>> BEGIN The records

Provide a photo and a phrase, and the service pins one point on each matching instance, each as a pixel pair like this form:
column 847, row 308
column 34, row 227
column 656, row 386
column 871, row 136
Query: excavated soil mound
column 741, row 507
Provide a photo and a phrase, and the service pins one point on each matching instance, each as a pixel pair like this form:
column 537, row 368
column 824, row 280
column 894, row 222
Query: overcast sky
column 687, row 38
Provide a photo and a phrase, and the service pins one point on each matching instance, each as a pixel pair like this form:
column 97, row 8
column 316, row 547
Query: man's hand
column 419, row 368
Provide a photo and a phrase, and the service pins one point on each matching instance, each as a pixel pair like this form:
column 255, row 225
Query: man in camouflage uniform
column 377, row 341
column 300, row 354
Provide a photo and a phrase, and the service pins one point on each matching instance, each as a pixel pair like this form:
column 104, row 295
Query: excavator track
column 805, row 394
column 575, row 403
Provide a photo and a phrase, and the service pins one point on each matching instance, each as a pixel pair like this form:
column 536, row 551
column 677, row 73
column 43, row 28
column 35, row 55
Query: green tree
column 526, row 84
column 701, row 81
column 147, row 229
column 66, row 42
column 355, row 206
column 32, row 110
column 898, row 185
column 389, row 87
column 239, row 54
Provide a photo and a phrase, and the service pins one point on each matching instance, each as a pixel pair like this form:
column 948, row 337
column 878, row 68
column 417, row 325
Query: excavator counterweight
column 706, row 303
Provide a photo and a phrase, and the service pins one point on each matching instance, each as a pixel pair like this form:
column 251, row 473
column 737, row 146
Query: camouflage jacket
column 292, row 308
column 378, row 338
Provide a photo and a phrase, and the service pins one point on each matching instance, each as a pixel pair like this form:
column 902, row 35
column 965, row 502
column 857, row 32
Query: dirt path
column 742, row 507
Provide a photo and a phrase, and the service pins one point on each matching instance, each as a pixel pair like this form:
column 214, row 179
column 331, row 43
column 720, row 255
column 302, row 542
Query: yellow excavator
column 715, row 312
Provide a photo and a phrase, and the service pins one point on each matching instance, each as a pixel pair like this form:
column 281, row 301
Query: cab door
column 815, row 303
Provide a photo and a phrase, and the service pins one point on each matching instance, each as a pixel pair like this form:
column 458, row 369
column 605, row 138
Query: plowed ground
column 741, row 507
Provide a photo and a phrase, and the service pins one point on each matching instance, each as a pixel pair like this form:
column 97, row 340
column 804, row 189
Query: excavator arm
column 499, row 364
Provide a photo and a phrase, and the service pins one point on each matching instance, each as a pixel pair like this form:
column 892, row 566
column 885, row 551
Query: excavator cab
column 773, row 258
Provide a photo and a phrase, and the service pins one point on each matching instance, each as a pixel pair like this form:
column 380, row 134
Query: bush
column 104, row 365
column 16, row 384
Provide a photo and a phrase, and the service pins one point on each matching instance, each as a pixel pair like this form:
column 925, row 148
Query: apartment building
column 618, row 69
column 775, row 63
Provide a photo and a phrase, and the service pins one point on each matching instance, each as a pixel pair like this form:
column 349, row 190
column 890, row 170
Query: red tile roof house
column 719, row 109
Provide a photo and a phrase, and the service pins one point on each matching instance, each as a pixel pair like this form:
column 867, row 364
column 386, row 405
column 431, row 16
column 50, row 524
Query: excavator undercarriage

>> END The records

Directions — Every record above should be output exactly.

Final answer —
Provide a photo and a phrase, and the service pins one point on each matching instance, each as a pixel pair like this form:
column 847, row 308
column 34, row 227
column 656, row 386
column 871, row 136
Query: excavated soil mound
column 741, row 507
Provide a photo and a phrase, and the service pins one point on each matching instance, each as a pixel pair like this form:
column 537, row 368
column 824, row 280
column 894, row 222
Query: overcast sky
column 687, row 38
Provide a photo and a phrase, and the service pins one point on each matching instance, each as a pixel pair like this form:
column 97, row 8
column 316, row 547
Query: man's hand
column 419, row 368
Provide a photo and a phrase, and the service pins one point on each matching instance, each as a pixel pair like this form:
column 255, row 225
Query: man in camouflage uniform
column 377, row 341
column 300, row 354
Provide a photo and a phrase, and the service pins one point on each matching instance, each as a pixel pair like this form:
column 104, row 295
Query: excavator track
column 805, row 394
column 575, row 403
Provide a photo and a phrase, and the service pins one point on each matching instance, each as a pixel pair like this form:
column 536, row 551
column 677, row 73
column 43, row 28
column 35, row 55
Query: green tree
column 526, row 84
column 701, row 81
column 147, row 229
column 66, row 42
column 355, row 206
column 32, row 110
column 898, row 185
column 389, row 87
column 239, row 54
Provide a photo and a phrase, and the service pins one point on each matching instance, each as a pixel pair like this form:
column 948, row 337
column 878, row 68
column 417, row 325
Query: excavator counterweight
column 706, row 303
Provide a photo and a phrase, and the service pins one point on each matching instance, each as a pixel pair like this form:
column 251, row 473
column 737, row 146
Query: camouflage jacket
column 292, row 308
column 378, row 338
Provide a photo and a phrase, and the service pins one point on each matching instance, each as a pixel pair like this form:
column 902, row 35
column 965, row 502
column 857, row 32
Query: dirt path
column 742, row 507
Provide a photo and a phrase, and the service pins one point on each matching instance, each as a pixel pair like this form:
column 214, row 179
column 331, row 43
column 720, row 255
column 302, row 542
Query: yellow excavator
column 715, row 312
Provide a photo and a phrase, and the service pins one point on each matching instance, each as a pixel pair like this form:
column 281, row 301
Query: cab door
column 815, row 303
Provide a photo and a phrase, and the service pins one point on each matching instance, each as a pixel pair like this form:
column 458, row 369
column 605, row 138
Query: plowed ground
column 741, row 507
Provide a photo and a phrase, and the service pins one point on each matching instance, each as a pixel pair like this form:
column 97, row 340
column 804, row 189
Query: excavator arm
column 499, row 364
Provide a photo and a phrase, and the service pins one point on each matching instance, each as a pixel pair like this form:
column 892, row 566
column 885, row 551
Query: excavator cab
column 773, row 258
Provide a photo and a phrase, and the service pins one point on each matching instance, each as a pixel pair like this form:
column 380, row 134
Query: bush
column 104, row 365
column 16, row 384
Provide a photo and a phrase, and the service pins one point on each matching instance, each as a pixel pair like this form:
column 925, row 148
Query: apartment building
column 618, row 69
column 775, row 63
Provide a photo and a phrase, and the service pins one point on each matching instance, each as a pixel pair like this form:
column 349, row 190
column 890, row 170
Query: red tile roof house
column 719, row 109
Provide a photo and a phrase, and the service pins one point on each matching instance, each as a pixel pair like this form:
column 867, row 364
column 386, row 405
column 431, row 16
column 50, row 524
Query: excavator undercarriage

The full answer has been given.